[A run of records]
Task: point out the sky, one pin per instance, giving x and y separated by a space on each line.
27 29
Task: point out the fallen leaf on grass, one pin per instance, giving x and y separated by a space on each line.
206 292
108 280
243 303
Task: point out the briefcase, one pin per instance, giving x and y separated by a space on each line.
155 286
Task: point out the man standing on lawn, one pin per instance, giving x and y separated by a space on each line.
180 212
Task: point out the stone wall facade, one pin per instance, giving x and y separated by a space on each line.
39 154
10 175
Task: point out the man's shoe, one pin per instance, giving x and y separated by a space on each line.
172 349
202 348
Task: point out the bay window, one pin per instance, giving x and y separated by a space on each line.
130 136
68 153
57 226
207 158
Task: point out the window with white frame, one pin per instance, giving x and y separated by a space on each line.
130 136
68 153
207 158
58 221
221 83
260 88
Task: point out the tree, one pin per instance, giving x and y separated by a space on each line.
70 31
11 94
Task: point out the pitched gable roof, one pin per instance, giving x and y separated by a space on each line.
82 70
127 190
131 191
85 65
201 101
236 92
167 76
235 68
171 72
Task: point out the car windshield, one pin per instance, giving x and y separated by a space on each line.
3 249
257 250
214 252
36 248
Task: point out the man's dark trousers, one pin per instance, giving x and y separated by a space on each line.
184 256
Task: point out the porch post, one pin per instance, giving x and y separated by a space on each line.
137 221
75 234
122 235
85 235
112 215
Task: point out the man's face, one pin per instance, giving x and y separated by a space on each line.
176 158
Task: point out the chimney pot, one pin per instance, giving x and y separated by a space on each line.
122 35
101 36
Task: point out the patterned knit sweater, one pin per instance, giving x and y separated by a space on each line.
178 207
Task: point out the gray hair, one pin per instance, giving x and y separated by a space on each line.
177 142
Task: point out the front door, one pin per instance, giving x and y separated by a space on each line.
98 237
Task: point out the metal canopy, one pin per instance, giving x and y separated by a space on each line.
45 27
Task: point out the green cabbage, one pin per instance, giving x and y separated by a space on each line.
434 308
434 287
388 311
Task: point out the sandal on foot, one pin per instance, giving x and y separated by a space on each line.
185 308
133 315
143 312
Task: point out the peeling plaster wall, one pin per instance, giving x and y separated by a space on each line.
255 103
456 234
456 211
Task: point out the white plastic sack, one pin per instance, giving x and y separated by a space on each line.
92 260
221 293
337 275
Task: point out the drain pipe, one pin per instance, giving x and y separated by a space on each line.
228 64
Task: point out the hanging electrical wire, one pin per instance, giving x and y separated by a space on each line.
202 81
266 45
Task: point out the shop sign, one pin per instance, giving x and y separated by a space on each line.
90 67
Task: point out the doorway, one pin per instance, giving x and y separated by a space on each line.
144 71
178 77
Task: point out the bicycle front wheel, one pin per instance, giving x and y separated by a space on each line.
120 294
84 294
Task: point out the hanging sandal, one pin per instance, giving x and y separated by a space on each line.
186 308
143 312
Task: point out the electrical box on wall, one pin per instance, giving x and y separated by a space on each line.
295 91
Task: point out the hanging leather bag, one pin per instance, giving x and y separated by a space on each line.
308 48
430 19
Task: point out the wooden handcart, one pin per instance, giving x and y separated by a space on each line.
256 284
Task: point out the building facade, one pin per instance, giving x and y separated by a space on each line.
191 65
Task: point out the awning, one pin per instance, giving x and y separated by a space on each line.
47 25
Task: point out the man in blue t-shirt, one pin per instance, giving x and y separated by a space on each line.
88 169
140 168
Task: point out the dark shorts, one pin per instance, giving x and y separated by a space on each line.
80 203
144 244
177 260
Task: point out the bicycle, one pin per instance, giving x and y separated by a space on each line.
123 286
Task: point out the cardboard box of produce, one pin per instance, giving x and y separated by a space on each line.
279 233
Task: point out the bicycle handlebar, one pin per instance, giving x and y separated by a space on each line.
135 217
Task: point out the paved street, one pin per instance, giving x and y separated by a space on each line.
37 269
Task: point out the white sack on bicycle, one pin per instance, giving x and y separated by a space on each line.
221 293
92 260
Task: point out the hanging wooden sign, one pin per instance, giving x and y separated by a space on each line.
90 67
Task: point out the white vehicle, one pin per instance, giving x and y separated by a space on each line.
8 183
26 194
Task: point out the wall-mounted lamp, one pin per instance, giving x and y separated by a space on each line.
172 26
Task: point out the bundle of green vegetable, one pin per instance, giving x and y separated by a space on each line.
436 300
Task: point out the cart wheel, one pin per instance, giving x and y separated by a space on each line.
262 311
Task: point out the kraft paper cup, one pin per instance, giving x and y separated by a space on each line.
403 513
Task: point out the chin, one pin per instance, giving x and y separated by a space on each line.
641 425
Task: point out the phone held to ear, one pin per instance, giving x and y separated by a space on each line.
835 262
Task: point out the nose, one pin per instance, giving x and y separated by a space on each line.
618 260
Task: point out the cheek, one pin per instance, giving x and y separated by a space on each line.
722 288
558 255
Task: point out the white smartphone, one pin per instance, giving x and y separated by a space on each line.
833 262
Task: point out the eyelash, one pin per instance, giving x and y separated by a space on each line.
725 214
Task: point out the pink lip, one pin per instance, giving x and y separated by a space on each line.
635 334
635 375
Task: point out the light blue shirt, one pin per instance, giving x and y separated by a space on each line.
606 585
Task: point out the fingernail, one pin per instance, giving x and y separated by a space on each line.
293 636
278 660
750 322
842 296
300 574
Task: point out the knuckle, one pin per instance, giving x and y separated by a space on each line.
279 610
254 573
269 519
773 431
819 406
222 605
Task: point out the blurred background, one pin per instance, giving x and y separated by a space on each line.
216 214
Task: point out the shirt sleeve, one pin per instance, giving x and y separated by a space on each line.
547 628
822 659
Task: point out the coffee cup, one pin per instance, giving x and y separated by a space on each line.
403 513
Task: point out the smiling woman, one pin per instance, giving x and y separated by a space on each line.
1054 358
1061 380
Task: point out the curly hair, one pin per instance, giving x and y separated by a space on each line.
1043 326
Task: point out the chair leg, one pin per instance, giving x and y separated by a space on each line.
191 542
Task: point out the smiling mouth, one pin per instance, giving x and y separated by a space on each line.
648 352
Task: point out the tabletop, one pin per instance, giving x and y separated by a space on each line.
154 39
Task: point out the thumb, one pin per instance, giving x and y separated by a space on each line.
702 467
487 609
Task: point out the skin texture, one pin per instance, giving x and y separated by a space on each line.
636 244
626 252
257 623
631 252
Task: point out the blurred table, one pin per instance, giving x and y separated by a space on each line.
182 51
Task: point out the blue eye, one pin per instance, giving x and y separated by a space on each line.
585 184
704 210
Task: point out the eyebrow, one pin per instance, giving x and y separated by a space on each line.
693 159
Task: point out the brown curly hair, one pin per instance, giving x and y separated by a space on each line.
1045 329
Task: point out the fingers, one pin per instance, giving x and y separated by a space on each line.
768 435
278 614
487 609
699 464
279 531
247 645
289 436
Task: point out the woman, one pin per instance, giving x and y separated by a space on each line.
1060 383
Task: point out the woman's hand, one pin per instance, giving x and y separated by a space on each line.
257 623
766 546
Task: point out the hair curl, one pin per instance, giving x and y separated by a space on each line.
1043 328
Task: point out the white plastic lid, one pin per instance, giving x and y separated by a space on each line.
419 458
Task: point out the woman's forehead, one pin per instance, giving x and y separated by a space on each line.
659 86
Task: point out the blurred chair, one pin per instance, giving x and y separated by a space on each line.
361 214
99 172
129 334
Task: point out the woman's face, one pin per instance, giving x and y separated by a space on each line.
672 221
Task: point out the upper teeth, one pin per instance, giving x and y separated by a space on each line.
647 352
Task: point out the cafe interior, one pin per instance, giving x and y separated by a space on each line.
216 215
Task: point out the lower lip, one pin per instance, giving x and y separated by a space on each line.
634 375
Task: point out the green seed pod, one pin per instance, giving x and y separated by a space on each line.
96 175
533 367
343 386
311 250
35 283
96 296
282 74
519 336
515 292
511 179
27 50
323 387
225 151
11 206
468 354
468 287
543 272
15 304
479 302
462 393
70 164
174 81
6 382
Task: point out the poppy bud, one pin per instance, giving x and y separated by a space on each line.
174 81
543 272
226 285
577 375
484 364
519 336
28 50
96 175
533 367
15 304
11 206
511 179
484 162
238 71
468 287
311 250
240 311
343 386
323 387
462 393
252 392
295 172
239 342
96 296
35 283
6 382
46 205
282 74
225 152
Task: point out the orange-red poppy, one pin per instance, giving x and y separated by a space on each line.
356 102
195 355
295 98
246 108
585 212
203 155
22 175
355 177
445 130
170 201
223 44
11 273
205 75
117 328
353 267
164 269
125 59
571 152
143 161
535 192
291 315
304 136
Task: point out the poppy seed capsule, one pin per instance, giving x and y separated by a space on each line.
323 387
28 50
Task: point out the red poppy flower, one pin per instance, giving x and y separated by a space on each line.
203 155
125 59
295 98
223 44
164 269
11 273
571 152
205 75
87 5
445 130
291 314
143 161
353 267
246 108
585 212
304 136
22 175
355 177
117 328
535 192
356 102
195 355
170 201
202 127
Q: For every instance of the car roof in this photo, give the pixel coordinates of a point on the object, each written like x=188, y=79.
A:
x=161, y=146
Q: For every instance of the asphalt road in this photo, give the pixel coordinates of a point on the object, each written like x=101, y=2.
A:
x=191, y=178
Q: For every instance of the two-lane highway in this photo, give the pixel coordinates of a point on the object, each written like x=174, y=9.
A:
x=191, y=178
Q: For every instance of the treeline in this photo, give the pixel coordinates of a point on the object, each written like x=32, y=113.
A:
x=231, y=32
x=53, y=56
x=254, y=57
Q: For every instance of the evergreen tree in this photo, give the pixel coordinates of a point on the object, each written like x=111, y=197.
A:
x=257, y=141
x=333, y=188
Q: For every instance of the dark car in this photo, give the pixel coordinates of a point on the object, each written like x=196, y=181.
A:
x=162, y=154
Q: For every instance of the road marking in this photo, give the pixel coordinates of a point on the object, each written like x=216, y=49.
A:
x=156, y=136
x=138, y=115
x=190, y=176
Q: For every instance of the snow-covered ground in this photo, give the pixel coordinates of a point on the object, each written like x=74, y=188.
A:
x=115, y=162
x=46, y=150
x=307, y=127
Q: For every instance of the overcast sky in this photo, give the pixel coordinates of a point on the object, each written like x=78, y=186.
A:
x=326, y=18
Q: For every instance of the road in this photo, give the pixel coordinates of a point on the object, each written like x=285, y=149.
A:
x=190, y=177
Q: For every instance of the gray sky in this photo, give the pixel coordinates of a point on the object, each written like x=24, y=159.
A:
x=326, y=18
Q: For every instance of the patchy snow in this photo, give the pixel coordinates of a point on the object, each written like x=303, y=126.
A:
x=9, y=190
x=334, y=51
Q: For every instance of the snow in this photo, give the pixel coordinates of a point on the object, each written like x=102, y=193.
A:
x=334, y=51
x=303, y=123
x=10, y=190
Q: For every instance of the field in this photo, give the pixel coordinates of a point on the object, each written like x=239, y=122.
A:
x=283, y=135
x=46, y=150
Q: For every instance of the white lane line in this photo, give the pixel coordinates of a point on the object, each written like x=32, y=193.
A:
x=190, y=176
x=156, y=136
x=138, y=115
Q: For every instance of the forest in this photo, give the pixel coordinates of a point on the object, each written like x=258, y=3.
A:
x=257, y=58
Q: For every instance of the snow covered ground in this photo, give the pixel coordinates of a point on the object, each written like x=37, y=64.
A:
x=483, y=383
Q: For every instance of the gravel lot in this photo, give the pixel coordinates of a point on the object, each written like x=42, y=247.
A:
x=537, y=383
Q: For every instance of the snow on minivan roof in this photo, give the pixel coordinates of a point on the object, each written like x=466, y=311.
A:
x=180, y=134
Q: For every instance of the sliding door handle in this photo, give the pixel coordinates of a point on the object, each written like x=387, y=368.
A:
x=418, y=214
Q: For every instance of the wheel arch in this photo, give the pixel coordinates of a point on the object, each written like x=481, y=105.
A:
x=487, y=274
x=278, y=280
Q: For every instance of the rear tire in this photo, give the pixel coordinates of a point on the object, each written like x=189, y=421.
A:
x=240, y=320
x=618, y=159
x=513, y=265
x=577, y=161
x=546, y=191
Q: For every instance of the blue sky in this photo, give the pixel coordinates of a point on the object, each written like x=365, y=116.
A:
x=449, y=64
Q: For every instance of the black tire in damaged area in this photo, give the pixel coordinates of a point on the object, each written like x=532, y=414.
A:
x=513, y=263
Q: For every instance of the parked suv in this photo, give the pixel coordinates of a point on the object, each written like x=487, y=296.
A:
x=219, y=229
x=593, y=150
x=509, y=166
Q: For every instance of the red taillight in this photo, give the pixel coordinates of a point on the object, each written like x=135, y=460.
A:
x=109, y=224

**Directions for this task:** Rewrite the stretch from the line containing "Q: For every instance of the gravel" through the line containing "x=513, y=263" as a JSON list of strings. Give one string per line and leave out any blank lines.

**Answer:**
[
  "Q: For every instance of the gravel lot in this photo, give the pixel coordinates of a point on the object, each written like x=42, y=247.",
  "A:",
  "x=537, y=383",
  "Q: For every instance of the snow on minivan roof in this photo, give the pixel coordinates of a point on the object, each written like x=466, y=311.",
  "A:",
  "x=180, y=134",
  "Q: For every instance of the sliding door handle in this photo, give the pixel coordinates of a point on the object, each written like x=387, y=368.",
  "A:",
  "x=418, y=214",
  "Q: For every instance of the wheel arch in this photo, give the pixel coordinates of a point on the object, each written like x=481, y=105.",
  "A:",
  "x=487, y=274",
  "x=278, y=280",
  "Q: For every instance of the rear tire in this photo, give the pixel coordinates of a point on the object, each written like x=189, y=421.",
  "A:",
  "x=240, y=320",
  "x=618, y=159",
  "x=513, y=265",
  "x=577, y=161",
  "x=546, y=191",
  "Q: For every instance of the blue sky in this photo, give the pixel coordinates of a point on the object, each written like x=365, y=116.",
  "A:",
  "x=449, y=64",
  "Q: For every instance of the black tire in damaged area in this photo, give the pixel coordinates of a point on the object, each written like x=532, y=414.",
  "A:",
  "x=513, y=263"
]